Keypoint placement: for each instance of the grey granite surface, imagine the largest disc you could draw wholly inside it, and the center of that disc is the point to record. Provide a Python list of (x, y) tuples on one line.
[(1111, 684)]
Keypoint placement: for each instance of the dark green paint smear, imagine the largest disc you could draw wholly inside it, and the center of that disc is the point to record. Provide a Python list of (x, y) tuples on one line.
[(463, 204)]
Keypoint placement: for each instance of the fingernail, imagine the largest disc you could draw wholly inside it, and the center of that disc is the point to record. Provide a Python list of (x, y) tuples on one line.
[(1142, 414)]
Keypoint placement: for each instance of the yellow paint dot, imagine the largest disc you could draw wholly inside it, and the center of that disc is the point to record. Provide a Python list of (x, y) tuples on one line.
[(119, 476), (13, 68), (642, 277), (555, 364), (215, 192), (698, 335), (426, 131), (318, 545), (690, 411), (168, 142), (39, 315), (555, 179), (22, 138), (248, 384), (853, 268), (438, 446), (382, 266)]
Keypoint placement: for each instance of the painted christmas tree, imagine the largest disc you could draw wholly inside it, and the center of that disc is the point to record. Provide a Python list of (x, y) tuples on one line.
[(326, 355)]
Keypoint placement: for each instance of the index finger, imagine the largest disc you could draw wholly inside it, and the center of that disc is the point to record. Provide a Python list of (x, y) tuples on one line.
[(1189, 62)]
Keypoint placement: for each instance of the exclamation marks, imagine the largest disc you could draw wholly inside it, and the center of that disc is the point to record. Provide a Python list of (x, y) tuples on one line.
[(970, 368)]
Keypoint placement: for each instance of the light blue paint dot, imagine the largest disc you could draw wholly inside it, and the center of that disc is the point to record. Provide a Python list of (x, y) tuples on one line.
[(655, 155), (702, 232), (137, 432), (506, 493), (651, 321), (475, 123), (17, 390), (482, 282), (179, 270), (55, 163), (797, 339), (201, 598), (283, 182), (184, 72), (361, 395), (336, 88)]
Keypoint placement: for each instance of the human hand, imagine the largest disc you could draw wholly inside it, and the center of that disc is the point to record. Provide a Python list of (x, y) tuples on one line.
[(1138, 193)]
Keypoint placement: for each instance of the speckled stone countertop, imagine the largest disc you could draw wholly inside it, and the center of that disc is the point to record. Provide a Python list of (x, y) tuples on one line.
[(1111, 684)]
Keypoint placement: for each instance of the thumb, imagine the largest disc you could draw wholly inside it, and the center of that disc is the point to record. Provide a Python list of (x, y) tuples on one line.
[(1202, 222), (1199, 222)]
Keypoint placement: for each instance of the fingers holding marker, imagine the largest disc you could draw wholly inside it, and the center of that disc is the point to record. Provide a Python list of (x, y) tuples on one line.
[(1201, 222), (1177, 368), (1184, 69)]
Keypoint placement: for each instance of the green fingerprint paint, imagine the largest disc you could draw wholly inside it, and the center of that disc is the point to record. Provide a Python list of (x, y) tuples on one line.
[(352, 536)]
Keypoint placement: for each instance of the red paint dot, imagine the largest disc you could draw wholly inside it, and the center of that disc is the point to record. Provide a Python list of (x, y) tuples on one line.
.....
_PROBLEM TO SOLVE_: Repeat all the lines above, keeping them exactly as they are.

_SOLVED PROBLEM_:
Keypoint placement: for each instance of the grey granite surface, imagine the largest disc you could draw wholly inside it, and the center of that disc is the point to record. Provide a Python list of (x, y) tuples on one line.
[(1111, 684)]
Keypoint placement: for each instance of the dark green paint smear, imagine the largest disc you could draw wholly inside it, and the center of that disc is the point to record. Provide a Python list of (x, y) tuples on one line.
[(463, 204)]
Keypoint placement: for each instance of the fingernail, imagine the largest disc you could draw wholly inside it, and the center of that disc is the point to record. Provide a Python list of (x, y) tuples on one line.
[(1142, 414)]
Keypoint placement: for each instance of the yellow paint dot, imagine the largest disc you could draw wholly inside it, and the center of that disc is the point to record. Provide a Python list of (x, y) tuples on one line.
[(119, 476), (13, 68), (642, 277), (555, 364), (215, 192), (698, 335), (426, 131), (318, 545), (690, 411), (168, 142), (39, 315), (555, 179), (22, 138), (248, 384), (853, 268), (438, 446), (382, 266)]
Keypoint placement: for each instance of the painted christmas tree, imagine the largest disc you could draw wholly inside it, and the center of that disc is the point to record. Provide a Python list of (x, y) tuples on one line.
[(326, 355)]
Keypoint placement: for each instance of the index finger, imagine the largest disc you could draw wholly inside it, and the center of that disc is the point to record. Provide a Python list of (x, y) tuples on one line.
[(1189, 62)]
Keypoint placement: for each instance of the exclamation marks, imagine the largest disc you could draw wholly inside it, and the center of that disc is the point to record. Provide a Python list of (x, y) tuples on one line.
[(970, 368)]
Keypoint placement: for each instance of the light blue paint dot, imagine the largest disc you could draw wholly inside it, and the center of that disc is the point to record. Provide a Python list of (x, y) tuples on one line.
[(655, 155), (702, 232), (137, 432), (506, 493), (651, 321), (475, 123), (17, 390), (482, 282), (179, 270), (55, 163), (797, 339), (201, 598), (283, 182), (184, 72), (361, 395), (336, 88)]
Keypoint placement: for each instance of the human hand, imagine the largest disc you could draw wholly inside it, and the center of that disc is the point to record. Provide a Python list of (x, y) tuples on one line.
[(1138, 193)]
Keypoint placement: for each instance of the speckled stone countertop, imagine the largest disc you could draw wholly inside it, and the center of that disc is the point to record. Provide a Python list of (x, y) tuples on one line.
[(1111, 684)]
Keypoint placement: for each instance of the thumb, imagine the largest disc you could draw wholly inside it, and the center of that disc is the point to record. Provide a Python list of (x, y) tuples on one line.
[(1202, 222), (1199, 222)]
Keypoint placement: for each instance of the fingers holding marker, imagine the largest disc you could draw wholly inside it, and the center of that disc is the point to record. Provide a Python list of (x, y) tuples on one line.
[(1201, 222), (1177, 368), (1184, 69)]
Keypoint placement: for each instance of the green fingerprint paint, imagine the largest disc you could draw wholly inside it, and the center of that disc is the point to record. Provide a Python list of (x, y) tuples on one line.
[(352, 536)]
Keypoint placement: for each instance of the red paint dot, imagine the largest disc you could draw wholly inside it, and the center of that disc is the point to record. Provide a Python list of (x, y) tuples on one line.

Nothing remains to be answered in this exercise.